- [Task prompt]
Answer these from the thread on calculating e^x:
(a) What expression does the thread give for the n-th term of the series?
(b) What kind of loop did the teacher say to use?
(c) Which input value in the teacher's sample program produces the huge number?

1 + x^1 / 1! + x^2 / 2! + x^3 / 3! + ...

I'm guessing this has something to do with the difference between n and term n+1? this is the part that I don't get.

and that the n-th term inthis is T(n) = x^n/n! It is trivial to show that T(n+1) = x*T(n)/(n+1).

You seem to understand this part, which is what I don't get. Care to explain?

If its so trivel post the code. Your code needs to come up with
562262574607502830000000000000000000000000000000
00000000000000000000.0000000000


That number is too huge for normal c-language math.

Thanks Dragon for helping me for the last couple hours. I added the teacher's question to see if it helps you any. Strange question tho, the teacher basically said create a program that calculates e^x. And thats basically it! Well that and use a while loop to do it. Then he gives us that sample program, which posted 2 scenarios one with an input value of 1 and the other with the input value of 156 which gives u that huge number u posted above.

I wish I had more information for you, but thats basically it lol. I think i should change teacher's next semester lol.

Start with T(0) = 1.

In a loop use the fact that T(n+1) = x*T(n)/(n+1) to compute each term. Add the terms together.

Comments
HE IS THE SOLVER OF e^x! GENIUS!

Can you explain in detail how your math formula relates to my code? I think you understand the problem, but I can seem to relate that formula to my loop. Another issue is how can you store such a giant number to output to the terminal?

- [Material supplied]
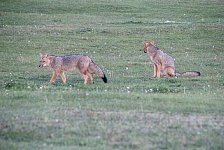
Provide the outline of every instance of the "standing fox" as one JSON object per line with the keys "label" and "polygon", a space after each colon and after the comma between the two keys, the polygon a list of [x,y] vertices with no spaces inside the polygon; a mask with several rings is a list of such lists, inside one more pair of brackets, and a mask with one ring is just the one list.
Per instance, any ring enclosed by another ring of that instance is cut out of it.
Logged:
{"label": "standing fox", "polygon": [[49,54],[40,54],[39,67],[49,66],[53,70],[50,83],[55,82],[58,75],[61,76],[63,83],[66,83],[64,72],[78,69],[84,78],[84,84],[88,83],[90,78],[94,83],[93,73],[97,74],[102,80],[107,83],[107,78],[100,67],[95,64],[92,59],[85,55],[65,55],[55,56]]}
{"label": "standing fox", "polygon": [[198,71],[186,71],[178,73],[175,70],[174,59],[154,45],[154,42],[144,43],[144,52],[147,53],[154,65],[153,77],[195,77],[200,76]]}

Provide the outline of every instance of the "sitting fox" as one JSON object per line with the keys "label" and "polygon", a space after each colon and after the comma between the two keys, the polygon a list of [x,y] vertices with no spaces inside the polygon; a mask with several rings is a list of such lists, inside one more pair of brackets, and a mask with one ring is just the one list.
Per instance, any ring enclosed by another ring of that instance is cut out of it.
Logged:
{"label": "sitting fox", "polygon": [[49,54],[40,54],[39,67],[49,66],[53,70],[50,83],[55,82],[58,75],[61,76],[63,83],[66,83],[64,72],[78,69],[84,78],[84,84],[88,83],[90,78],[94,83],[93,73],[97,74],[102,80],[107,83],[107,78],[100,67],[92,61],[91,58],[85,55],[65,55],[55,56]]}
{"label": "sitting fox", "polygon": [[144,52],[149,55],[149,58],[154,65],[153,77],[195,77],[201,75],[198,71],[176,72],[173,57],[156,47],[153,41],[144,43]]}

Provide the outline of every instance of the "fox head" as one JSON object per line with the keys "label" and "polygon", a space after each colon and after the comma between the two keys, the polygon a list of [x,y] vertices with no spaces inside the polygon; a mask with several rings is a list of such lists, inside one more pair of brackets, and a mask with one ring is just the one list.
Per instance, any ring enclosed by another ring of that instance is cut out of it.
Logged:
{"label": "fox head", "polygon": [[40,65],[39,67],[50,66],[52,56],[49,54],[40,53]]}
{"label": "fox head", "polygon": [[144,42],[144,53],[147,53],[148,48],[150,47],[150,45],[154,45],[154,41],[151,42]]}

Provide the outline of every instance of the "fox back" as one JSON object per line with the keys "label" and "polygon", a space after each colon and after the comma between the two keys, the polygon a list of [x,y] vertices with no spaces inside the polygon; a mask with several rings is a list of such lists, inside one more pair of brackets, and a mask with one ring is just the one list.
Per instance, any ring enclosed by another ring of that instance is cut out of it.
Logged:
{"label": "fox back", "polygon": [[161,64],[164,67],[174,67],[174,59],[167,53],[154,45],[154,42],[144,43],[144,52],[147,53],[154,64]]}

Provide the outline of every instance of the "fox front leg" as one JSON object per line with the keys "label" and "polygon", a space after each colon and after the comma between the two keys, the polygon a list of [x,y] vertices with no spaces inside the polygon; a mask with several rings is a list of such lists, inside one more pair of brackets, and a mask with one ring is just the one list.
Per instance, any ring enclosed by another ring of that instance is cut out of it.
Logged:
{"label": "fox front leg", "polygon": [[50,83],[54,83],[55,80],[57,79],[58,74],[56,73],[56,71],[53,72]]}
{"label": "fox front leg", "polygon": [[156,65],[156,77],[157,78],[160,78],[161,69],[162,69],[162,66],[160,64]]}
{"label": "fox front leg", "polygon": [[156,77],[156,65],[153,64],[153,78]]}

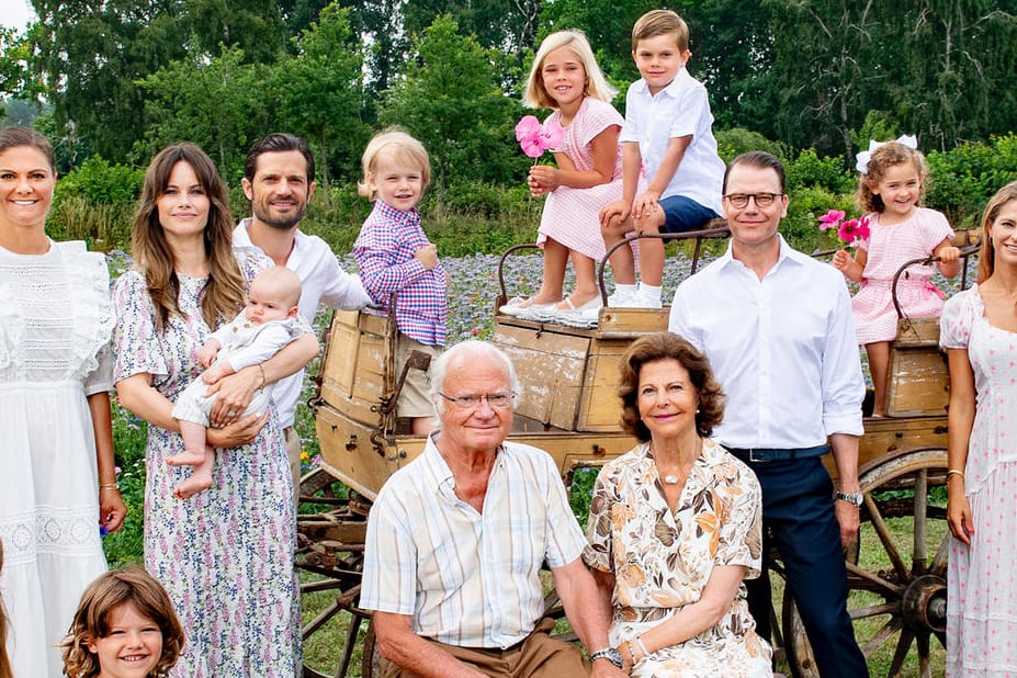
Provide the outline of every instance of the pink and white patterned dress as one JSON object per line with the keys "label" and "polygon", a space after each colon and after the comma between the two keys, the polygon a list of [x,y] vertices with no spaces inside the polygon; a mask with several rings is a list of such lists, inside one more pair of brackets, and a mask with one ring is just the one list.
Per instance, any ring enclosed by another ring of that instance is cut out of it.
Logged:
{"label": "pink and white patterned dress", "polygon": [[[561,112],[547,116],[544,125],[561,127]],[[586,97],[567,127],[560,150],[576,163],[576,169],[594,169],[594,138],[610,127],[625,123],[611,104]],[[595,261],[603,259],[604,246],[600,235],[600,208],[622,197],[621,145],[614,160],[611,181],[588,189],[558,187],[546,195],[540,218],[536,244],[543,247],[547,238],[557,240],[570,250]]]}
{"label": "pink and white patterned dress", "polygon": [[[861,289],[851,298],[858,343],[893,341],[897,336],[897,312],[893,306],[893,276],[905,262],[928,257],[952,238],[953,229],[940,212],[915,207],[911,217],[883,226],[879,214],[871,214],[868,241],[859,247],[869,252]],[[934,265],[913,265],[897,283],[897,300],[908,318],[935,318],[942,310],[942,292],[930,280]]]}
{"label": "pink and white patterned dress", "polygon": [[[271,263],[249,253],[237,259],[248,283]],[[159,334],[145,276],[121,275],[113,292],[114,382],[149,373],[152,387],[176,400],[201,375],[197,351],[211,334],[200,306],[206,280],[180,275],[184,317],[171,317]],[[191,470],[166,463],[183,451],[183,440],[148,426],[145,567],[169,591],[187,633],[171,676],[301,673],[293,481],[274,405],[269,411],[252,443],[216,450],[212,487],[188,500],[173,497],[173,487]]]}
{"label": "pink and white patterned dress", "polygon": [[947,301],[939,343],[968,349],[978,403],[964,464],[974,534],[950,538],[947,676],[1017,676],[1017,332],[988,324],[973,286]]}

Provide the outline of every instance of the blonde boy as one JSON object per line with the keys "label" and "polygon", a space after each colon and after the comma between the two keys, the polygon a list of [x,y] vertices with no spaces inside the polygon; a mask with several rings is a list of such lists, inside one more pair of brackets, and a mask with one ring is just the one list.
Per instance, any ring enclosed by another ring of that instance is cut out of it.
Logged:
{"label": "blonde boy", "polygon": [[[686,70],[691,56],[689,27],[675,12],[653,10],[635,22],[632,58],[642,78],[625,95],[622,199],[600,211],[608,249],[632,230],[681,233],[720,216],[724,163],[707,88]],[[641,171],[648,185],[636,194]],[[611,256],[617,286],[610,306],[660,307],[664,241],[643,239],[639,249],[640,284],[632,250],[622,247]]]}

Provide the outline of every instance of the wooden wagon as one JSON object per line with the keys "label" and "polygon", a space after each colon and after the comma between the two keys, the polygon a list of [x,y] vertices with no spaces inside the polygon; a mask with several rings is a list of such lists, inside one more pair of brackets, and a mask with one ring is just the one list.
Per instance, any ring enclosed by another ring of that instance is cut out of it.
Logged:
{"label": "wooden wagon", "polygon": [[[726,228],[713,228],[657,237],[693,241],[694,270],[702,244],[726,235]],[[972,240],[971,233],[958,236],[958,244],[968,246],[965,256],[975,249]],[[502,263],[520,248],[509,250]],[[900,274],[906,274],[906,267]],[[506,296],[502,278],[495,308]],[[511,357],[521,384],[510,439],[551,454],[566,484],[577,471],[630,450],[635,441],[618,425],[619,361],[636,337],[667,329],[667,319],[666,307],[602,308],[590,328],[496,315],[493,341]],[[946,628],[949,393],[937,343],[935,320],[901,323],[892,350],[889,416],[867,418],[860,441],[865,504],[861,546],[847,555],[849,611],[866,656],[888,655],[884,663],[891,677],[900,675],[908,655],[912,662],[917,656],[918,675],[931,676],[931,639],[936,636],[941,645]],[[370,619],[357,607],[366,516],[388,476],[423,450],[426,439],[410,434],[408,422],[395,416],[402,380],[407,370],[419,366],[395,365],[394,328],[385,317],[335,314],[312,403],[323,462],[301,484],[302,501],[319,510],[300,516],[297,564],[325,577],[305,585],[305,591],[337,592],[331,604],[305,626],[304,635],[316,633],[340,612],[352,617],[335,670],[324,674],[306,667],[305,676],[346,676],[361,642],[361,626]],[[825,461],[835,475],[832,460]],[[773,563],[773,572],[780,574],[779,562]],[[782,630],[775,645],[792,675],[817,676],[789,595],[773,614],[780,622],[775,629]],[[373,651],[369,628],[363,676],[377,675]]]}

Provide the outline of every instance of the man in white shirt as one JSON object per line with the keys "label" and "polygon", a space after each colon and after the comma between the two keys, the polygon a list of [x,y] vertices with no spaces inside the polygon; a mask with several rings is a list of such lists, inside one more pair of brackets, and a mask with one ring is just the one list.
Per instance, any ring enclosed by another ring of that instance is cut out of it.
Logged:
{"label": "man in white shirt", "polygon": [[[727,395],[715,438],[762,486],[764,534],[777,545],[824,678],[867,676],[847,613],[843,549],[858,534],[858,437],[865,381],[847,286],[777,229],[788,195],[780,161],[735,158],[724,176],[727,252],[675,293],[669,329],[704,351]],[[833,450],[834,495],[821,456]],[[769,578],[748,588],[770,631]]]}
{"label": "man in white shirt", "polygon": [[[339,267],[328,244],[298,228],[315,189],[314,156],[304,139],[278,133],[256,142],[244,163],[242,184],[253,216],[234,229],[234,249],[256,248],[278,265],[296,273],[303,285],[301,315],[308,324],[314,321],[319,303],[335,308],[362,308],[371,304],[360,278]],[[293,422],[303,383],[301,370],[281,380],[274,392],[279,420],[286,434],[294,490],[300,489],[301,437]],[[251,392],[257,386],[257,382],[251,384]]]}
{"label": "man in white shirt", "polygon": [[511,361],[483,341],[434,364],[441,426],[368,520],[360,606],[374,610],[386,678],[590,675],[575,645],[547,633],[544,562],[592,676],[626,675],[554,460],[505,440],[518,391]]}

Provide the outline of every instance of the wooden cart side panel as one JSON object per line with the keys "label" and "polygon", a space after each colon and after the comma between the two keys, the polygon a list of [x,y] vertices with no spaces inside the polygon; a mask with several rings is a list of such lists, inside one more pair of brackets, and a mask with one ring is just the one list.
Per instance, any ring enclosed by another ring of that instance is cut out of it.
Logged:
{"label": "wooden cart side panel", "polygon": [[576,429],[590,432],[621,430],[621,400],[618,398],[618,370],[629,341],[594,341],[594,353],[583,388],[583,403]]}
{"label": "wooden cart side panel", "polygon": [[321,372],[320,397],[358,421],[375,422],[385,394],[387,319],[337,310]]}
{"label": "wooden cart side panel", "polygon": [[946,414],[950,402],[949,369],[939,351],[939,318],[901,320],[890,350],[886,414]]}
{"label": "wooden cart side panel", "polygon": [[583,393],[589,337],[499,325],[493,341],[516,366],[521,391],[516,411],[549,426],[573,430]]}

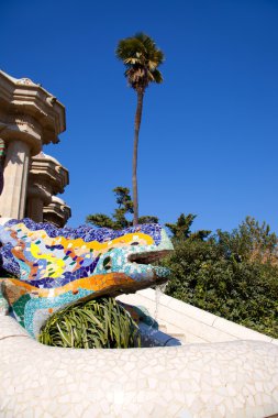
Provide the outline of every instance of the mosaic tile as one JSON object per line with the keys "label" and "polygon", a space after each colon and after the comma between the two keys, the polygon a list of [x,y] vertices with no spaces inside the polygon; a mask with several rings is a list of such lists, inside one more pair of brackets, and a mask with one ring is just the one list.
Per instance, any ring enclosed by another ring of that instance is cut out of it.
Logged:
{"label": "mosaic tile", "polygon": [[158,224],[114,231],[58,229],[31,219],[0,227],[3,294],[16,320],[36,337],[55,310],[82,298],[115,296],[163,283],[168,270],[152,261],[173,250]]}

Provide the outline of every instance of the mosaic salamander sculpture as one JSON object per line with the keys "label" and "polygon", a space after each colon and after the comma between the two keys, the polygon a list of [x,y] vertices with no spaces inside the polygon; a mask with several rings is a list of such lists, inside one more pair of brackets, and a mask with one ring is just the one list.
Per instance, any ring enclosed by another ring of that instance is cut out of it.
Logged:
{"label": "mosaic salamander sculpture", "polygon": [[166,282],[169,274],[149,264],[173,250],[158,224],[113,231],[58,229],[30,219],[1,223],[2,267],[16,277],[1,279],[2,294],[34,338],[54,311],[69,304],[134,293]]}

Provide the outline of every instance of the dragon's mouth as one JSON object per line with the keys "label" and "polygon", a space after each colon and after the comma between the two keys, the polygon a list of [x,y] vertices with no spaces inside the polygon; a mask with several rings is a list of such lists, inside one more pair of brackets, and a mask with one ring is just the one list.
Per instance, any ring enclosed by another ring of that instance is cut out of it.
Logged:
{"label": "dragon's mouth", "polygon": [[136,264],[153,264],[170,253],[170,250],[149,251],[129,255],[129,262]]}

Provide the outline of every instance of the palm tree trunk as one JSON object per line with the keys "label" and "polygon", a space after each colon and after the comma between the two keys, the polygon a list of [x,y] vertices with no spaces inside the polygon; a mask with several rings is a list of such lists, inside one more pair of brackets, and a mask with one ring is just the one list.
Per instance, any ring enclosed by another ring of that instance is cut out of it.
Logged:
{"label": "palm tree trunk", "polygon": [[137,108],[134,123],[134,145],[132,162],[132,188],[133,188],[133,224],[138,223],[138,187],[137,187],[137,155],[138,155],[138,133],[142,119],[144,90],[137,90]]}

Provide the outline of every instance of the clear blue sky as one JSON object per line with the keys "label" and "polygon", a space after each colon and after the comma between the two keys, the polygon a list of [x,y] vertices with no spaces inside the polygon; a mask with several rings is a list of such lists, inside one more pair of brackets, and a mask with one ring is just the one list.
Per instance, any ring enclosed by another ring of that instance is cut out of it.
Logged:
{"label": "clear blue sky", "polygon": [[144,31],[165,52],[140,138],[140,215],[231,230],[245,216],[278,231],[278,1],[21,1],[0,6],[0,68],[30,77],[67,110],[49,153],[68,167],[62,196],[77,226],[111,213],[131,187],[135,94],[114,57]]}

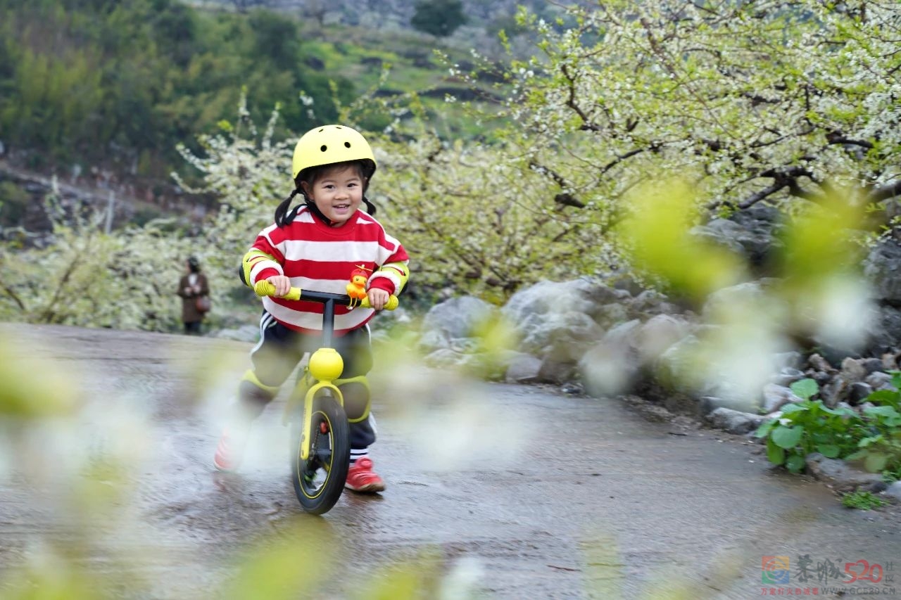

- [The answer]
(a) T(n) = x^n/n!
(b) A while loop
(c) 156